**Set of tasks:**
- A) Answer these questions about the Red Sox commentary, one per line:
(i) What dollar amount does it say some people thought Jonathan Papelbon wasn't worth?
(ii) How many games did the Phillies win in 2011?
(iii) How many streaks of at least three losses did the Yankees have?
- B) Reproduce the Red Sox commentary word for word, beginning at the words "It would be" and stopping after "overreact just yet.".

It would be easy to pile on the Boston Red Sox right now. Rip apart the bullpen. Mock all those who said Jonathan Papelbon wasn't worth $50 million. Make fun of Bobby Valentine or Red Sox Nation already being thrown into a fit of worry. Or just suggest that they bring back fried chicken and beer to the clubhouse.

But the more reasoned response: It's just three games. Three painful losses, but still just three losses. The Phillies won 102 games in 2011 and had four streaks of at least three losses, including an eight-game streak. The Yankees won the AL with 97 wins and had six streaks of at least three losses in a row. So let's not overreact just yet.

**Information provided:**
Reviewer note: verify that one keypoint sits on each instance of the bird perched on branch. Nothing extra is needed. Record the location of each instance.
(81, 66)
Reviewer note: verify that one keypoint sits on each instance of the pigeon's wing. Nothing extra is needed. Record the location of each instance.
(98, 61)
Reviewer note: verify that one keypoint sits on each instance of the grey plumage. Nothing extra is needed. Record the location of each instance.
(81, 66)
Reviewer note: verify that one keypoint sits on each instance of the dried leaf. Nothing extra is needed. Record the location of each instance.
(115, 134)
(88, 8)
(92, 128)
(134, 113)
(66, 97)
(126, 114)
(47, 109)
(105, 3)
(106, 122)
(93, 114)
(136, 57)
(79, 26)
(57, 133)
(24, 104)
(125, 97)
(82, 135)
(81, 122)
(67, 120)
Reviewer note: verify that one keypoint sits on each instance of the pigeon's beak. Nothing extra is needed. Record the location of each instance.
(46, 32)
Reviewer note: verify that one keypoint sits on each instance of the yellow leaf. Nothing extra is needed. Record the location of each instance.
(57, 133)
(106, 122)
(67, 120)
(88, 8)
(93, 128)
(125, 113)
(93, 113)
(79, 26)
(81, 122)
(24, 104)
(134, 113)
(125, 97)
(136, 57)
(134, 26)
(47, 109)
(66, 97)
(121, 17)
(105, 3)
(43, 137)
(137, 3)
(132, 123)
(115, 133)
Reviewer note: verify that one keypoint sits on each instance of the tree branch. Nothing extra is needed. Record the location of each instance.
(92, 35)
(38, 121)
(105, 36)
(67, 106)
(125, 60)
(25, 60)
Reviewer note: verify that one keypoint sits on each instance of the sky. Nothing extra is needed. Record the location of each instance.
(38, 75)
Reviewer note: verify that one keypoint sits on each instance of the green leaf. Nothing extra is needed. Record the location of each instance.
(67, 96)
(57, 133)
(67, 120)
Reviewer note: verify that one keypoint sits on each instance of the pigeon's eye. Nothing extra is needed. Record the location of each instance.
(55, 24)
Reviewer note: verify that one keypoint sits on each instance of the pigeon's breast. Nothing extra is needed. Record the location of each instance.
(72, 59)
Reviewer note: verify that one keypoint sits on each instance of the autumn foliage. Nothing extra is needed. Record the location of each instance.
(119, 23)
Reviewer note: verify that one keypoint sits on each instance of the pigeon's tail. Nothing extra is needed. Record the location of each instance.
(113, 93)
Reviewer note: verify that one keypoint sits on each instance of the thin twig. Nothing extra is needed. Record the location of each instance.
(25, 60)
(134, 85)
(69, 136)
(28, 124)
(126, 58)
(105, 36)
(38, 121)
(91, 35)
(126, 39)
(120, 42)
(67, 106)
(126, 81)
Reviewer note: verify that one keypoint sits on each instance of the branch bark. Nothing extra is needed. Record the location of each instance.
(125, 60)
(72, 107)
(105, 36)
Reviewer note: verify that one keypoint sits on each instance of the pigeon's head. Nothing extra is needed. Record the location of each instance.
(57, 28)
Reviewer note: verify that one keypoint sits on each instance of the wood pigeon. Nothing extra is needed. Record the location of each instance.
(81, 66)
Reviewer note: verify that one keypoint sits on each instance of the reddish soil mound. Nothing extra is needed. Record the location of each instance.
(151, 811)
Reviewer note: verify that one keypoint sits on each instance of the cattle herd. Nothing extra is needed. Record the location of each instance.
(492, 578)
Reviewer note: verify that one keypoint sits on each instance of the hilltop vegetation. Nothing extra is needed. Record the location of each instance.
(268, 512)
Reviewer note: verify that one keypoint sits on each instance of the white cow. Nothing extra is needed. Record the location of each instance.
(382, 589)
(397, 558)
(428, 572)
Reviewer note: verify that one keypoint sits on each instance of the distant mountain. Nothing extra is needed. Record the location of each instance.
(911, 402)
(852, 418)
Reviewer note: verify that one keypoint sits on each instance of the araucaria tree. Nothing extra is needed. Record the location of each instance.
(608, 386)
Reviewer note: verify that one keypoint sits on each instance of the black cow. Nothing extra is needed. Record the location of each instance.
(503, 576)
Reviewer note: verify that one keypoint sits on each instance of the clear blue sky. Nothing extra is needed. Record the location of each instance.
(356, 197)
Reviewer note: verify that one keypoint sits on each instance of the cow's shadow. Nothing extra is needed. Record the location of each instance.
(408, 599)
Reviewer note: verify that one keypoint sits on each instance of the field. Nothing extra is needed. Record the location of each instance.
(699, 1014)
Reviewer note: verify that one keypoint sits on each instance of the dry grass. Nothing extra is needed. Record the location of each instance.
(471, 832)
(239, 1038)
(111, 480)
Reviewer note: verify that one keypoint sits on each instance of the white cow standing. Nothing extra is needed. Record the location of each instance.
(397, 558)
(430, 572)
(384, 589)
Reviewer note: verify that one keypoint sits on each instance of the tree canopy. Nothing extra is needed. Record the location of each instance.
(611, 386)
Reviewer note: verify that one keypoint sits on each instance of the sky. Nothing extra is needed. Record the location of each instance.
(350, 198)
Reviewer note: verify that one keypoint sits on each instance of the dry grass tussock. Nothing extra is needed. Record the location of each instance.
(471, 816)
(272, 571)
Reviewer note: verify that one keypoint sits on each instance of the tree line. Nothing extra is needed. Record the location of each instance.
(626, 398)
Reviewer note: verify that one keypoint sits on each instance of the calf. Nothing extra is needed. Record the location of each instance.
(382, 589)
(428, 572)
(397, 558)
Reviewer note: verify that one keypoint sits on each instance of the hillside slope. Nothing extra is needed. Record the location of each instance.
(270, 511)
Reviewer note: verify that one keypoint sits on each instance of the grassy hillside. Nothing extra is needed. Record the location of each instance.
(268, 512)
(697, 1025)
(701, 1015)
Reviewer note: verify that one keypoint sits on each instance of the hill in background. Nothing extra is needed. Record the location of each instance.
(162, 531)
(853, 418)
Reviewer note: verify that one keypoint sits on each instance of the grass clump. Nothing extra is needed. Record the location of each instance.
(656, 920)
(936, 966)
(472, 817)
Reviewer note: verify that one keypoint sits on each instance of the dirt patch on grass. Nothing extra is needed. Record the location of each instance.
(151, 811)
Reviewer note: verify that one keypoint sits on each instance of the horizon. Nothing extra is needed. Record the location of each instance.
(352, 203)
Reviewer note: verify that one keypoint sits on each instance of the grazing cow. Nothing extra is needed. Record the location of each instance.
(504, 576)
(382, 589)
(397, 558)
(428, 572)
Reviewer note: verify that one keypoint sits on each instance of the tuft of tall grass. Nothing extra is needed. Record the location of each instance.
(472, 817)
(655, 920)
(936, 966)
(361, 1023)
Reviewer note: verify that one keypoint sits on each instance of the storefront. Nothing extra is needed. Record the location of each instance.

**Response list:**
- A)
(i) $50 million
(ii) 102
(iii) Six

- B)
It would be easy to pile on the Boston Red Sox right now. Rip apart the bullpen. Mock all those who said Jonathan Papelbon wasn't worth $50 million. Make fun of Bobby Valentine or Red Sox Nation already being thrown into a fit of worry. Or just suggest that they bring back fried chicken and beer to the clubhouse.

But the more reasoned response: It's just three games. Three painful losses, but still just three losses. The Phillies won 102 games in 2011 and had four streaks of at least three losses, including an eight-game streak. The Yankees won the AL with 97 wins and had six streaks of at least three losses in a row. So let's not overreact just yet.